Transcribe everything in the CloudQuery and MotherDuck tutorial below from "One cool thing" down to "install following these instructions.", word for word.

Page extract
────────────────────────────────────────
Building Local and Serverless ELT(ETL) pipelines with CloudQuery and MotherDuck

Engineering

Tutorials

Building Local and Serverless ELT(ETL) pipelines with CloudQuery and MotherDuck

•

CloudQuery is an open-source high-performance ELT framework powered by Apache Arrow, and DuckDB is an open-source in-process OLAP database. In this blog post we will walk through building an ELT pipeline using CloudQuery and DuckDB locally and then how to run the same configuration and pipeline with the CloudQuery Platform and MotherDuck (DuckDB Cloud version).

One cool thing about CloudQuery and DuckDB is that both of them can be run locally in only a few steps which makes it easy to develop and debug before running in the cloud which can save time on feedback loops and surging cloud costs of compute, data, and egress - especially for development purposes.

Setting Up Local Pipeline #

CloudQuery is a single binary CLI that you can download and install following these instructions.
DuckDB is also a single binary and can be downloaded and installed following these instructions.
────────────────────────────────────────
Information shown
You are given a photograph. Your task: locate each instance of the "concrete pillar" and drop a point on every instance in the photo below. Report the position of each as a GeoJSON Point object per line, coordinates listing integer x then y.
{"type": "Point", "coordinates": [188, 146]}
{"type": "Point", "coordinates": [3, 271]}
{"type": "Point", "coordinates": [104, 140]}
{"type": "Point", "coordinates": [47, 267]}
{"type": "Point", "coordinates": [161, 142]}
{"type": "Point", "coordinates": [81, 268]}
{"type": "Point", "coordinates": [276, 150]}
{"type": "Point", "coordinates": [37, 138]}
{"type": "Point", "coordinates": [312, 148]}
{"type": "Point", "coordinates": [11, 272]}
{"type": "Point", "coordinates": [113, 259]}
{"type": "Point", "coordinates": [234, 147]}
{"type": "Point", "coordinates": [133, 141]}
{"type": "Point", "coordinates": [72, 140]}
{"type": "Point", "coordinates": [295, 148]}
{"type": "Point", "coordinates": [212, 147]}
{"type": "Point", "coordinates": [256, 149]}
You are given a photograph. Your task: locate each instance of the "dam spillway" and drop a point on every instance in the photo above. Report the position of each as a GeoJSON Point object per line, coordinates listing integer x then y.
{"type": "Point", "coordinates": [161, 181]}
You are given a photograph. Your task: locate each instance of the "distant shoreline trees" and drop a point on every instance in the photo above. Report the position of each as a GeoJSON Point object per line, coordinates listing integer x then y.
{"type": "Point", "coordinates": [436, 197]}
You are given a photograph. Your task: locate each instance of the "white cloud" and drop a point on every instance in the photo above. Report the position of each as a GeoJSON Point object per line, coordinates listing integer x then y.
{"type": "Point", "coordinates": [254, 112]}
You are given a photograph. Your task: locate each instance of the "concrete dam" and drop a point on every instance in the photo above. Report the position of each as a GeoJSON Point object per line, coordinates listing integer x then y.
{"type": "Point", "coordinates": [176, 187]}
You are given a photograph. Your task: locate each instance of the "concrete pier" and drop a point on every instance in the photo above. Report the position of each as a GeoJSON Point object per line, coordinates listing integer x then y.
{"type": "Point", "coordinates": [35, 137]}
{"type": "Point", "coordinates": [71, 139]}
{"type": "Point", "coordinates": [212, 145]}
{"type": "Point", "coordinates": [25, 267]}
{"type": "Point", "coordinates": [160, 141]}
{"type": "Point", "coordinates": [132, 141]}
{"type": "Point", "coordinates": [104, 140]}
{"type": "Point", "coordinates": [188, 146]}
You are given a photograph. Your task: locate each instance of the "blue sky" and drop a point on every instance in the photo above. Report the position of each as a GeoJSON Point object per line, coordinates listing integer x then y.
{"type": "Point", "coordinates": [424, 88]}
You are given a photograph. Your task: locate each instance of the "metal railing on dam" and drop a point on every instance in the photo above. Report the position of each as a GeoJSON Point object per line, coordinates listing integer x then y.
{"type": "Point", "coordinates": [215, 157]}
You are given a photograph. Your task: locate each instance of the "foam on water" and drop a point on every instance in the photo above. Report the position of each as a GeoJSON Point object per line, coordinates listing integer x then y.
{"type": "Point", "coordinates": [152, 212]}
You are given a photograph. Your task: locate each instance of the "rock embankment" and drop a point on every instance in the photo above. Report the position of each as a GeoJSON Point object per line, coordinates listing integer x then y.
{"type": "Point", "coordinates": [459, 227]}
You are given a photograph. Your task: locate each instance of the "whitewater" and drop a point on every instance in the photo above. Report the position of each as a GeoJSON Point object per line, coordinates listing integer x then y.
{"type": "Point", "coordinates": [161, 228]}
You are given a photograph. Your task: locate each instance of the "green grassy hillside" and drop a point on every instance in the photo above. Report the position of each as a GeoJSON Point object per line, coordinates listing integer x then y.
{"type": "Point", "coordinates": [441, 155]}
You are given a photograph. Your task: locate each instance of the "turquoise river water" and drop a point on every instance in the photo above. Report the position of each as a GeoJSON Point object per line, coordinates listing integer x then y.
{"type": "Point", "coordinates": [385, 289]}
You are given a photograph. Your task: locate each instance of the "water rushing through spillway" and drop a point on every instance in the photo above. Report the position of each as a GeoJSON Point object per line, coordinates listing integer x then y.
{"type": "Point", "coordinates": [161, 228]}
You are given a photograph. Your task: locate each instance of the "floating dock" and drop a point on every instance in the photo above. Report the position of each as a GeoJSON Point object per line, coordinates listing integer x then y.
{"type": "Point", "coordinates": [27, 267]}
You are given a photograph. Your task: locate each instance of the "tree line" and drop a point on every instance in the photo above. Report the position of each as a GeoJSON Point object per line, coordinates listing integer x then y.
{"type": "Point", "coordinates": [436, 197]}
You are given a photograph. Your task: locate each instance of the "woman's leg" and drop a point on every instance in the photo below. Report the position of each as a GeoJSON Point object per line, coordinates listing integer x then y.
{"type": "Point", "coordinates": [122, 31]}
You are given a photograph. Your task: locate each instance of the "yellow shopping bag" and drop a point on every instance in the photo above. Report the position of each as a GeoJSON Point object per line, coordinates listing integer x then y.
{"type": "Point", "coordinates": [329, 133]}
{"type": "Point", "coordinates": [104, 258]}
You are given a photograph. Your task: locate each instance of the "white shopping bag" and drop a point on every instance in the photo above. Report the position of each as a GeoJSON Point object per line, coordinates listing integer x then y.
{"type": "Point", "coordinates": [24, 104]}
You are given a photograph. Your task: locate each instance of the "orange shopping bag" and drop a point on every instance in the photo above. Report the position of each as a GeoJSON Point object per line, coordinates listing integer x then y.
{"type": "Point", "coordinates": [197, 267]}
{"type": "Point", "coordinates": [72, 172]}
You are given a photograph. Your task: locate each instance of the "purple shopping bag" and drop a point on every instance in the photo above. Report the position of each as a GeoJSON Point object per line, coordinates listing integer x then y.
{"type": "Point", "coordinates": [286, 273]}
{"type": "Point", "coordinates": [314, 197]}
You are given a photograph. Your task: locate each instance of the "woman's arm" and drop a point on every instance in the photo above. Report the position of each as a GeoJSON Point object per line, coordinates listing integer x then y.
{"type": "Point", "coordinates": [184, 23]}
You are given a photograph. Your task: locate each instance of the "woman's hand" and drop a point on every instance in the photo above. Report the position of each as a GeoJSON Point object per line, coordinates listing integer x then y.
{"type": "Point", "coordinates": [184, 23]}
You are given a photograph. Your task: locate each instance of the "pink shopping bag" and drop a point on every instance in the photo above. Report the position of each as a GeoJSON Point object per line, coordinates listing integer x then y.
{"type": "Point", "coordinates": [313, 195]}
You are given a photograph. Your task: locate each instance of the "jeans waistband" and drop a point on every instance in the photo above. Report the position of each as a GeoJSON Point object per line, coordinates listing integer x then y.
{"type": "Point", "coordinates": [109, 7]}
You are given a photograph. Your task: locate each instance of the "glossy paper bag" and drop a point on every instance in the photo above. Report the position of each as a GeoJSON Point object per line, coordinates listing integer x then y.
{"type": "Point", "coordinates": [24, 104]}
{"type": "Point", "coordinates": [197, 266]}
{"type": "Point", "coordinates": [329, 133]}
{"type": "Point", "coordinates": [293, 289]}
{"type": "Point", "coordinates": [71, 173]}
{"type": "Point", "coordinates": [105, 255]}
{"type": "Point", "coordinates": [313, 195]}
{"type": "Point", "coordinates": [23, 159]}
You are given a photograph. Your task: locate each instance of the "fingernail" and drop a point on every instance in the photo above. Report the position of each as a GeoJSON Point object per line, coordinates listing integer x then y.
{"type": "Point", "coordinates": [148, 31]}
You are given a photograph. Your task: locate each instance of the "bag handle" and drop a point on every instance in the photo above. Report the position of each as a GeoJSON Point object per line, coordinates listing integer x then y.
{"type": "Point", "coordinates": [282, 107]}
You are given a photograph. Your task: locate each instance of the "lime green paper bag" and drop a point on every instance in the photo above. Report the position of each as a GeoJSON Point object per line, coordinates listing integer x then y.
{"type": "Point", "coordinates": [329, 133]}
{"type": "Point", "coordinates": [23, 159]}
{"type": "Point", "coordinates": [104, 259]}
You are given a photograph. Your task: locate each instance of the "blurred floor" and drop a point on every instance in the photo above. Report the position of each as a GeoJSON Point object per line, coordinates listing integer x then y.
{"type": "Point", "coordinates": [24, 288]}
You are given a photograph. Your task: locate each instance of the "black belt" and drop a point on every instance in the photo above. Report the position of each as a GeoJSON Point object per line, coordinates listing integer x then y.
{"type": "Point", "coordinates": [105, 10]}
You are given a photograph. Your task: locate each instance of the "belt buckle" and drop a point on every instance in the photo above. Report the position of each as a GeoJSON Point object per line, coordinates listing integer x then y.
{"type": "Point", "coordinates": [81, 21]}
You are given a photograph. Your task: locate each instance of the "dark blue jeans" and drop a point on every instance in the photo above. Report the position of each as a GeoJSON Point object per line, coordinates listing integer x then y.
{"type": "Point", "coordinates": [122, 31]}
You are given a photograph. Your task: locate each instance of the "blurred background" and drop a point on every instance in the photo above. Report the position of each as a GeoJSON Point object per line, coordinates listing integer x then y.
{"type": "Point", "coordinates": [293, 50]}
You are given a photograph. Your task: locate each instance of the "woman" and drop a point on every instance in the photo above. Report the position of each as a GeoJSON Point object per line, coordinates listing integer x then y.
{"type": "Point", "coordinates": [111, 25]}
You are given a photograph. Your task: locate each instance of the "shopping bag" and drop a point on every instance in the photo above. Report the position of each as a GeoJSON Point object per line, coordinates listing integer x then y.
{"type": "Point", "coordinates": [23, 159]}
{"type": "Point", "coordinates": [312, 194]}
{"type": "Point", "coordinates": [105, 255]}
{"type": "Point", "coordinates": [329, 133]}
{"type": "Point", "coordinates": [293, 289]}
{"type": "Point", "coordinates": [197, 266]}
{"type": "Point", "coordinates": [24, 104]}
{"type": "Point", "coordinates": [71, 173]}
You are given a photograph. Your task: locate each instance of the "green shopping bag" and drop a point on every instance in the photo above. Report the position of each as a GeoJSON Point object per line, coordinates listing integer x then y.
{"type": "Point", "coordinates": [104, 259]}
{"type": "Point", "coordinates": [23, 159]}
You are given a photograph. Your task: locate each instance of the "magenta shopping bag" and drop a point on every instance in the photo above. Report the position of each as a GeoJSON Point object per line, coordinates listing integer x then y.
────────────────────────────────────────
Exercise result
One cool thing about CloudQuery and DuckDB is that both of them can be run locally in only a few steps which makes it easy to develop and debug before running in the cloud which can save time on feedback loops and surging cloud costs of compute, data, and egress - especially for development purposes.

Setting Up Local Pipeline #

CloudQuery is a single binary CLI that you can download and install following these instructions.